* _指示内容 1_
ライカがつないだ仕事の縁についての文章を、改行も含めて一字も変えずに全文写してください。

───── 抜粋文 ─────

このサイトは仕事メインのサイトデザインになっている。オファーを頂いて撮影した空間作品をショーケース的に見て頂き、ブログでは日々の日記的な内容で自分自身の素の姿を良くも悪くも知って頂くようにしている。そんなことで仕事の依頼を目的にしたガチガチのPRサイトにはなっていない。それゆえに仕事に直結することはそう多くはなかった。

それが今年になって仕事の問い合わせが増えてきた。ほとんどが個人のデザイン事務所の方々からだが、先日、この業界では大手で老舗の会社のデザインセクションの方からのお問い合わせを頂いた。業界では著名な会社なので以前から存じ上げていたがこれほど大手の会社からの問い合わせは驚きと共にフリーランスにとってこのようなオファーは大変ありがたく、喜んでお受けしたいと思った。

先日、その会社にお伺いして担当の方々とお会いしたところ、声をかけて頂いたきっかけのお話と共通の知人が居たことなどのご縁を知って世の中は広いようで狭く、やはりどこかで繋がっているのだと改めて感じた。そのご担当の方はLEICA Qを所有され、その他にもバルナックのⅢgも所有されているライカユーザーでLEICA Qをきっかけにこのブログにご訪問頂き、今回のご縁となった。

今までもライカは様々な出会いを生んできてくれたが、今回も新たな出会いを生んでくれた。目には見えないご縁を紡いでくれるカメラ、そんなカメラはライカしかない。

───── 提供データ ─────

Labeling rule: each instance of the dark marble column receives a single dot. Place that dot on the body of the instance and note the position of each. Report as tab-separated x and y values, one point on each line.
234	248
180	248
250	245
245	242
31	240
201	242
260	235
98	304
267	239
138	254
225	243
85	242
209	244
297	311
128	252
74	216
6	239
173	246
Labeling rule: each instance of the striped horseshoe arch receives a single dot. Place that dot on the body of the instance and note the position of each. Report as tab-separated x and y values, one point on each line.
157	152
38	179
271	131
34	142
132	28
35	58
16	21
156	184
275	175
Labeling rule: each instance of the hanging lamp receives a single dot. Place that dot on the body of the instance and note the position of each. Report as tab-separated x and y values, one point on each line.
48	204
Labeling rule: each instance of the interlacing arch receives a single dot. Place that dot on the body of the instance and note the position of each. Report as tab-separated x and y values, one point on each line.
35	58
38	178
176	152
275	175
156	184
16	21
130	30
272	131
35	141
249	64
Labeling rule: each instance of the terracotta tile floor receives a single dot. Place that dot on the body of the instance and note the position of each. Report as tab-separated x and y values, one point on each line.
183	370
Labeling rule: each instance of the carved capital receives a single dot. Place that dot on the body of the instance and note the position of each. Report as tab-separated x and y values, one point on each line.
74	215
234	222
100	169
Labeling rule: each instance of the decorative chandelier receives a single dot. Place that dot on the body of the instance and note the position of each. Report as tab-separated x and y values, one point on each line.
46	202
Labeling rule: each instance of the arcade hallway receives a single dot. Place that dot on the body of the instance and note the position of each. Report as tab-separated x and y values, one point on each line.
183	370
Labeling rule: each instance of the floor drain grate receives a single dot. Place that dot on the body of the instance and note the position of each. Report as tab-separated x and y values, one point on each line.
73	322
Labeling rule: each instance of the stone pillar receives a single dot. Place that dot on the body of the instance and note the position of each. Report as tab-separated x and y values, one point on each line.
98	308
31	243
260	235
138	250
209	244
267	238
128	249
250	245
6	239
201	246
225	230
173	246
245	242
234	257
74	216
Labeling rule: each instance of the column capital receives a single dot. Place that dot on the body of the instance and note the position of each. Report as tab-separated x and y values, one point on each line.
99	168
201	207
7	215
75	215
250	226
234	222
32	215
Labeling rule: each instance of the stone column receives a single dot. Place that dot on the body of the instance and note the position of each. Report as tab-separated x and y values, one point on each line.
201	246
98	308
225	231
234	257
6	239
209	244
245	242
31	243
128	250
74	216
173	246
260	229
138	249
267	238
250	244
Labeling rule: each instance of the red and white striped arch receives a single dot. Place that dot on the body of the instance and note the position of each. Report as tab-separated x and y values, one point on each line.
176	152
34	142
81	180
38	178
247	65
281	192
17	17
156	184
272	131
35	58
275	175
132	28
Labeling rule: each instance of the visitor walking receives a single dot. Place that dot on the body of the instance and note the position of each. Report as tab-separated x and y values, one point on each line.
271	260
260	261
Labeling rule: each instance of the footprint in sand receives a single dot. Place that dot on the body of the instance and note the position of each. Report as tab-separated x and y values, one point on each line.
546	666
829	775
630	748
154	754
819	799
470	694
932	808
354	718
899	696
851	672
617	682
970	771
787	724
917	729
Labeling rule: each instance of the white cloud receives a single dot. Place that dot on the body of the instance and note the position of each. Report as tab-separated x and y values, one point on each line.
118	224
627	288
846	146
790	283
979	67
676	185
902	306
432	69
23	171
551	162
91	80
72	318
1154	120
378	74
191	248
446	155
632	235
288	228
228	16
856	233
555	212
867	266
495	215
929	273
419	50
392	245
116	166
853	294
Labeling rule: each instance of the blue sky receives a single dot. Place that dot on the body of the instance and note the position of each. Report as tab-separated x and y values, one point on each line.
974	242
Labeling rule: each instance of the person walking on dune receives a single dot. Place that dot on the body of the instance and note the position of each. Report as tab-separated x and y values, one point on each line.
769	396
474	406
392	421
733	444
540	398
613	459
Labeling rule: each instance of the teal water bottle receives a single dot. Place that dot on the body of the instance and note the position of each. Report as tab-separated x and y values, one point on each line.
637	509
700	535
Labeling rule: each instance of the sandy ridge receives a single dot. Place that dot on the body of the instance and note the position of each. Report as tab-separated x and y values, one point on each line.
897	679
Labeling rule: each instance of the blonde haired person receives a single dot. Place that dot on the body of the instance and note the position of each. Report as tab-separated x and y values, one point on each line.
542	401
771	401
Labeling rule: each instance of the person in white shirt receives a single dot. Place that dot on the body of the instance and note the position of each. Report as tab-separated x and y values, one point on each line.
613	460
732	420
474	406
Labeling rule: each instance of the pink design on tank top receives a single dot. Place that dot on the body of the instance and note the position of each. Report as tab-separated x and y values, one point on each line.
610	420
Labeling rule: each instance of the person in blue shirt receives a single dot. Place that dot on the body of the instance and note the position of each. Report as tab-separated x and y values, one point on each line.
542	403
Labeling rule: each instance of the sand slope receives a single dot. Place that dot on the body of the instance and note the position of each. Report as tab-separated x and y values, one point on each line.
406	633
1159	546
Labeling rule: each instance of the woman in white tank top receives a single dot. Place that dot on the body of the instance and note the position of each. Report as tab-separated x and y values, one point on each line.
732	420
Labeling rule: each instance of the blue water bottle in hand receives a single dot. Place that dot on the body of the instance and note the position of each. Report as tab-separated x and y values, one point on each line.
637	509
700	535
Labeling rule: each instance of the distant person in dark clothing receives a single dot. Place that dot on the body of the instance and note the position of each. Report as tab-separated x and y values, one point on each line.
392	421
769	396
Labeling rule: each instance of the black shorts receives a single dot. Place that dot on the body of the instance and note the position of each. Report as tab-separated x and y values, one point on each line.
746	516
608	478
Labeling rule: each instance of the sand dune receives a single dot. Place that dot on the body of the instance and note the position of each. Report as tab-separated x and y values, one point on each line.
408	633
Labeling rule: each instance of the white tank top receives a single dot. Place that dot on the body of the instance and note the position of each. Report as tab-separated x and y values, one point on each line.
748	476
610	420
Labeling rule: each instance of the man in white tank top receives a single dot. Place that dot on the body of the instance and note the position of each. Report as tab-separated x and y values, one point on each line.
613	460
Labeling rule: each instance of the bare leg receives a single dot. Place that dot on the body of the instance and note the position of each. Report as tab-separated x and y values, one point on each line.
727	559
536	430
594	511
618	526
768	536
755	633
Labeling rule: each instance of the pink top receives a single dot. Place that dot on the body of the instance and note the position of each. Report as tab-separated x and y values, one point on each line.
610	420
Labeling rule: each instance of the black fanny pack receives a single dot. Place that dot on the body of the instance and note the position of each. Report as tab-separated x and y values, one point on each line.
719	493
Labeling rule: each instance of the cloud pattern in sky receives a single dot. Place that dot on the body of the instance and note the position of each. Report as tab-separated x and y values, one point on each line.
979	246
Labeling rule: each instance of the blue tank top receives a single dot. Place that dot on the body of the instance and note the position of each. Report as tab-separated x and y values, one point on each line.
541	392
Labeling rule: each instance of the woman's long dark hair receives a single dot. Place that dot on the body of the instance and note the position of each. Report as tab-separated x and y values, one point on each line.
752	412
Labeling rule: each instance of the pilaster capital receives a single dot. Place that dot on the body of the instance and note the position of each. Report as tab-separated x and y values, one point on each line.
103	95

─────

* _指示内容 2_
上の記録から、文字列「slope」が含まれる行をすべて見つけ、そのまま抜き出してください。

* _正解 1_
このサイトは仕事メインのサイトデザインになっている。オファーを頂いて撮影した空間作品をショーケース的に見て頂き、ブログでは日々の日記的な内容で自分自身の素の姿を良くも悪くも知って頂くようにしている。そんなことで仕事の依頼を目的にしたガチガチのPRサイトにはなっていない。それゆえに仕事に直結することはそう多くはなかった。

それが今年になって仕事の問い合わせが増えてきた。ほとんどが個人のデザイン事務所の方々からだが、先日、この業界では大手で老舗の会社のデザインセクションの方からのお問い合わせを頂いた。業界では著名な会社なので以前から存じ上げていたがこれほど大手の会社からの問い合わせは驚きと共にフリーランスにとってこのようなオファーは大変ありがたく、喜んでお受けしたいと思った。

先日、その会社にお伺いして担当の方々とお会いしたところ、声をかけて頂いたきっかけのお話と共通の知人が居たことなどのご縁を知って世の中は広いようで狭く、やはりどこかで繋がっているのだと改めて感じた。そのご担当の方はLEICA Qを所有され、その他にもバルナックのⅢgも所有されているライカユーザーでLEICA Qをきっかけにこのブログにご訪問頂き、今回のご縁となった。

今までもライカは様々な出会いを生んできてくれたが、今回も新たな出会いを生んでくれた。目には見えないご縁を紡いでくれるカメラ、そんなカメラはライカしかない。

* _正解 2_
Labeling rule: each instance of the sand slope receives a single dot. Place that dot on the body of the instance and note the position of each. Report as tab-separated x and y values, one point on each line.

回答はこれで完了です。